- YOUR GOAL -
Substitute "mark" for "annotate" in all the records below and write them out again, leaving everything else unchanged.

- MATERIAL SHOWN -
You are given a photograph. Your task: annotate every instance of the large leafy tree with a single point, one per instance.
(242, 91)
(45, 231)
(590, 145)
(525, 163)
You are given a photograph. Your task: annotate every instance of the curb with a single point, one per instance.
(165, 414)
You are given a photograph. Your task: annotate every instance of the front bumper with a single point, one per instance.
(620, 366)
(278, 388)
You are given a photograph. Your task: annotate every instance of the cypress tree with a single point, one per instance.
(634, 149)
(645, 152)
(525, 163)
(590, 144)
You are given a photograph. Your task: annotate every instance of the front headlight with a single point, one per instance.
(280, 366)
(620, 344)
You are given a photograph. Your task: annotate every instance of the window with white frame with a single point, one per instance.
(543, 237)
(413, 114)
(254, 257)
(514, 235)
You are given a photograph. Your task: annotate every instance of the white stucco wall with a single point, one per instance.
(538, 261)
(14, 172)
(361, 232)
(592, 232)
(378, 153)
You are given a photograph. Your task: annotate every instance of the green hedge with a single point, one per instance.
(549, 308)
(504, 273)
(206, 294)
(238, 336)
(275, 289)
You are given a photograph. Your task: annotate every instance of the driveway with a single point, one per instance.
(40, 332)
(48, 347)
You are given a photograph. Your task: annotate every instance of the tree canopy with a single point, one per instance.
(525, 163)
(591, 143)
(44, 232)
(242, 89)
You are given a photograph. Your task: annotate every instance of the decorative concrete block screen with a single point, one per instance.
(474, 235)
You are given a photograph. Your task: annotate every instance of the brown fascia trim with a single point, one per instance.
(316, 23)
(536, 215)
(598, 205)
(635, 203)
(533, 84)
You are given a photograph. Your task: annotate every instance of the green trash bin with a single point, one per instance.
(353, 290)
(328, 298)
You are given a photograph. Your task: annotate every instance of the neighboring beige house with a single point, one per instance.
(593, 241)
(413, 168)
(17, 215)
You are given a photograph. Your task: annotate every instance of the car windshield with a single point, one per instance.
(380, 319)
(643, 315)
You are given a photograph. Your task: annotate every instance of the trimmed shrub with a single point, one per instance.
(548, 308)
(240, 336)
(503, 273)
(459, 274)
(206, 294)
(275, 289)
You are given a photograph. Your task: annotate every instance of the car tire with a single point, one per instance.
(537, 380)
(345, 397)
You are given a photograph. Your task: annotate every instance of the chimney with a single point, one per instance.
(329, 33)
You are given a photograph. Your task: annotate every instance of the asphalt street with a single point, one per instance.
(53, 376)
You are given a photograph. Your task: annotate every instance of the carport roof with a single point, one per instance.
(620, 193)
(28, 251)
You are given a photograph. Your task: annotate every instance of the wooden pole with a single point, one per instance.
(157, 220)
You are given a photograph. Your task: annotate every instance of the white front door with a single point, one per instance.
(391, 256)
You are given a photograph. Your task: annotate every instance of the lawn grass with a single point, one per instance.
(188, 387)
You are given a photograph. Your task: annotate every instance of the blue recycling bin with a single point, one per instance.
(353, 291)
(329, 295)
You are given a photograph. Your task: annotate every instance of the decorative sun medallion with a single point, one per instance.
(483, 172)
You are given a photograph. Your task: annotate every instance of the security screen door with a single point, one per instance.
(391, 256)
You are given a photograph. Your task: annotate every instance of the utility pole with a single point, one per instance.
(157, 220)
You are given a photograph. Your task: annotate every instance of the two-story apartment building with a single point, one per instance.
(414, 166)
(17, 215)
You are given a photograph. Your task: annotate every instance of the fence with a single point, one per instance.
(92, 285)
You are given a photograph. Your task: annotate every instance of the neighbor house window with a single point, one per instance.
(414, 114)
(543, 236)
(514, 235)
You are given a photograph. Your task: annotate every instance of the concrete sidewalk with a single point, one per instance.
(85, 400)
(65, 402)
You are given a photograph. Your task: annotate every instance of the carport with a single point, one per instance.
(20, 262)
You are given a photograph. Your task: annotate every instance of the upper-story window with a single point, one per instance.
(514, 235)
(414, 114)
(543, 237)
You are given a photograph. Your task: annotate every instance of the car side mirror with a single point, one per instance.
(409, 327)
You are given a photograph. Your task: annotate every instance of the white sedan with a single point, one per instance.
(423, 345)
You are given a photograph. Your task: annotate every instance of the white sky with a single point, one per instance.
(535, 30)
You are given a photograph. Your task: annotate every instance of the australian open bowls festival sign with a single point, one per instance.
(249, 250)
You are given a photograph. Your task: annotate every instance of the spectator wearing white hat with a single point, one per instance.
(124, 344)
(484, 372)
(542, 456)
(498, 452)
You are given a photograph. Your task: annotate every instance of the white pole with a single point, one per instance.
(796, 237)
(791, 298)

- EXERCISE ANSWER -
You are given a photograph. Your task: mark every instance of the large leafy tree with a single point, one per instance.
(242, 91)
(45, 231)
(590, 145)
(525, 163)
You are given a photograph. Your task: mark every instance of the curb with a single point, one per instance.
(165, 414)
You are given a photograph. Your task: mark every instance of the front bumper with a single point, one per instance.
(620, 366)
(278, 388)
You are given a photograph. Your task: mark every instance of the cypress tree with a single point, one per instance.
(634, 149)
(645, 152)
(525, 163)
(590, 144)
You are given a photograph. Your task: mark every instance of the front headlight with a single point, one per instance.
(280, 366)
(620, 344)
You are given a photograph. Your task: mark every instance of the window with white frame with a single point, one per instance.
(543, 237)
(413, 114)
(254, 257)
(514, 235)
You are given a photograph. Your task: mark every instance of the white stucco wall with a single point, one per instance.
(538, 261)
(14, 172)
(361, 232)
(592, 232)
(378, 153)
You are given a photograph. Your task: mark every instance of the green hedge with a single point, one per instance.
(549, 308)
(504, 273)
(206, 294)
(238, 336)
(275, 289)
You are given a photograph. Your task: mark every instance of the driveway with a single point, one per instance.
(40, 332)
(48, 347)
You are given a photograph. Your task: mark every instance of the tree canopy with a single point, one per instance.
(525, 163)
(591, 143)
(44, 232)
(242, 89)
You are given a photograph. Your task: mark every instance of the decorative concrete block screen with a single point, one per instance.
(474, 235)
You are given a photograph. Your task: mark every instance of the brown fascia trim with a single point, one per instance.
(316, 23)
(536, 215)
(598, 205)
(635, 203)
(533, 84)
You are given a photograph. Your task: mark every instance of the green trash bin with a single point, one per instance.
(353, 290)
(328, 298)
You are given a photograph. Your task: mark every instance of the neighboring beige house with a single point, one per instance.
(593, 241)
(413, 168)
(17, 215)
You are given a photograph. Your task: mark every instance of the car windshield with a single point, one per instance.
(380, 319)
(643, 315)
You are given a photograph. Your task: mark every instance of the trimmed shrub with a single point, one per instance.
(548, 308)
(240, 336)
(503, 273)
(459, 274)
(206, 294)
(275, 289)
You are given a photograph. Your task: mark every instance of the car tire with a single point, one per instance.
(537, 380)
(345, 397)
You are given a photograph. Your task: mark every instance of the chimney with a single point, one per instance.
(329, 33)
You are given a photograph. Your task: mark every instance of the asphalt street with a single point, one per instance.
(53, 376)
You are given a photograph. Your task: mark every instance of the carport roof with a single point, one per instance.
(620, 193)
(28, 251)
You are given a photograph. Your task: mark every instance of the wooden pole with a single point, one per instance.
(157, 220)
You are given a photograph. Your task: mark every instance of the white front door with a single point, one per instance.
(391, 256)
You are given a photograph. Your task: mark every instance of the lawn grass with a single point, one per instance.
(188, 387)
You are given a photograph. Your task: mark every instance of the blue recycling bin with a single point, one per instance.
(353, 291)
(329, 295)
You are given a photograph. Your task: mark every instance of the decorative sun medallion with a single point, one per instance.
(483, 172)
You are given a photograph. Your task: mark every instance of the security screen door with a single point, one per instance.
(391, 256)
You are given a photograph. Your task: mark every instance of the utility pole with a single point, one per instance.
(157, 220)
You are given a photograph. Your task: mark every instance of the two-story apartment building with a single point, one per instance.
(414, 166)
(17, 215)
You are given a photograph. Your task: mark every instance of the fence with a single point, one per instance.
(92, 285)
You are given a photograph. Your task: mark every instance of the neighbor house window with a single point, one per instance.
(414, 114)
(543, 236)
(514, 235)
You are given a photograph. Your task: mark every instance of the concrete sidewalk with a single point, one per instance.
(85, 400)
(65, 402)
You are given a photograph. Your task: mark every instance of the carport with a single point, one per instance.
(20, 262)
You are given a photograph. Your task: mark every instance of the upper-story window with a single point, one per instance.
(514, 235)
(414, 114)
(543, 237)
You are given a photograph. Your task: mark every instance of the car side mirror with a single point, one per instance.
(409, 327)
You are given a photograph. Your task: mark every instance of the white sedan with a single point, one per instance.
(423, 345)
You are given a photograph. Your task: mark every instance of the white sky with a single point, one per instance.
(535, 30)
You are given a photograph. Your task: mark every instance of the australian open bowls festival sign with a single point, one per instance.
(249, 250)
You are given a photograph. Your task: mark every instance of the spectator wearing white hat with a single point, one per instance.
(124, 344)
(484, 372)
(542, 456)
(498, 452)
You are given a photograph. Your task: mark every instance of the white pole with a single point, one per instance.
(796, 237)
(791, 298)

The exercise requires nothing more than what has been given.